**Problem requirements**:
Pull out each line in the items below that contains the string "find", treating uppercase and lowercase as different.

**Extracted entries**:
— START —

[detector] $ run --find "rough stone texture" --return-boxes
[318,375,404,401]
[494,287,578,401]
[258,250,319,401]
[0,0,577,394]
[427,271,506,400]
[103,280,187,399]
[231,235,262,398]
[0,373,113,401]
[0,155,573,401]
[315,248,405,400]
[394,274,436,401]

— END —
— START —

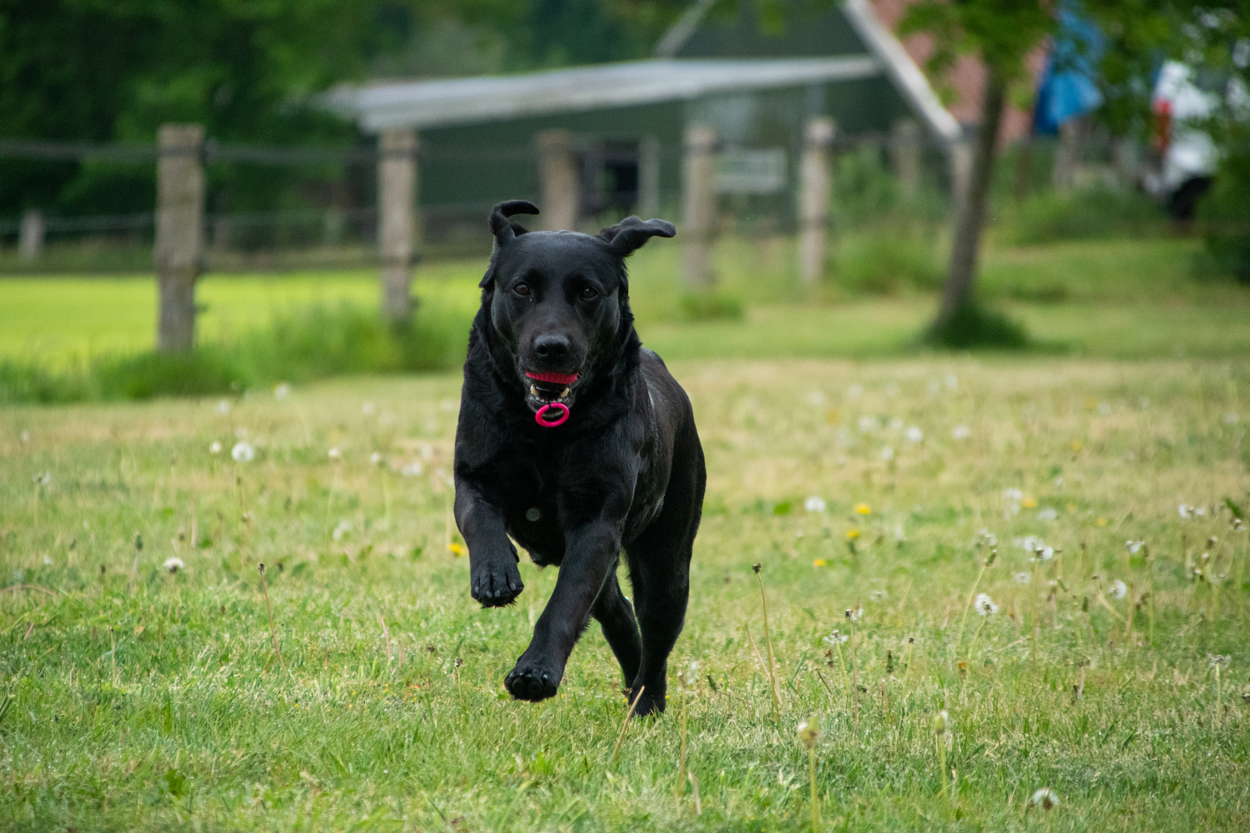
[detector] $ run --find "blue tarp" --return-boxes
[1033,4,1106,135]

— END —

**Written solution**:
[detector] $ run --find "rough stone texture" --return-boxes
[detector] $ run --find "blue tarp" --return-boxes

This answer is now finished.